Várias são as datas comemorativas da Língua Portuguesa: 10 de junho, em homenagem ao 4º centenário do falecimento de Camões, conforme édito da Assembleia de Portugal (1981); 05 de novembro, em que se comemora o dia nacional do idioma no Brasil, lembrando o nascimento de seu grande cultor, Rui Barbosa, segundo a Lei nº 11.310, de 12/06/2016 e, finalmente, o citado dia 05 de maio, consoante proclamação da Comunidade de Povos de Língua Portuguesa (Cabo Verde, 2009).
Estima-se atualmente, em 250 milhões de seus falantes nativos, pena que ela não seja apropriada para se tornar uma língua mundial, a não ser que haja um expurgo de toda a sua complexidade

Vivaldo Jorge de Araújo, ex-professor de História e Língua Portuguesa do Lyceu de Goiânia, é escritor e procurador de justiça aposentado do Ministério Público do Estado de Goiás, Brasil.
^^^^^^^^
Requisitos da tarefa:
1. Transcreva da seleção o trecho que vai de "Várias são as" até "de Goiás, Brasil.", incluindo este último.
2. Enumere as datas comemorativas da língua portuguesa mencionadas na seleção.

Trecho dos dados:
^^^^^^^^
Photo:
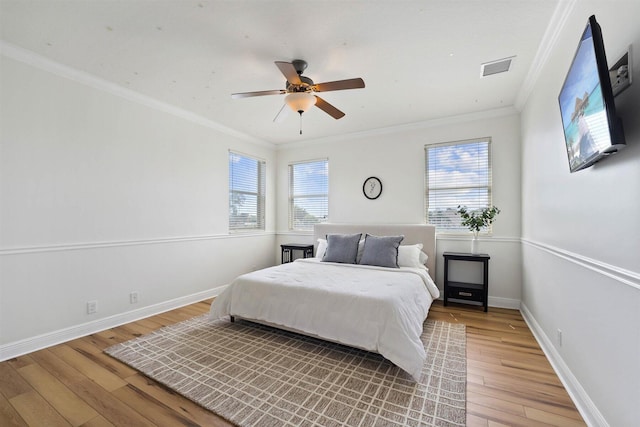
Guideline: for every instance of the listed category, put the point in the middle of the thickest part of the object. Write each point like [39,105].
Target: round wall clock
[372,188]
^^^^^^^^
Em resposta:
1.
Várias são as datas comemorativas da Língua Portuguesa: 10 de junho, em homenagem ao 4º centenário do falecimento de Camões, conforme édito da Assembleia de Portugal (1981); 05 de novembro, em que se comemora o dia nacional do idioma no Brasil, lembrando o nascimento de seu grande cultor, Rui Barbosa, segundo a Lei nº 11.310, de 12/06/2016 e, finalmente, o citado dia 05 de maio, consoante proclamação da Comunidade de Povos de Língua Portuguesa (Cabo Verde, 2009).
Estima-se atualmente, em 250 milhões de seus falantes nativos, pena que ela não seja apropriada para se tornar uma língua mundial, a não ser que haja um expurgo de toda a sua complexidade

Vivaldo Jorge de Araújo, ex-professor de História e Língua Portuguesa do Lyceu de Goiânia, é escritor e procurador de justiça aposentado do Ministério Público do Estado de Goiás, Brasil.

2.
10 de junho
05 de novembro
05 de maio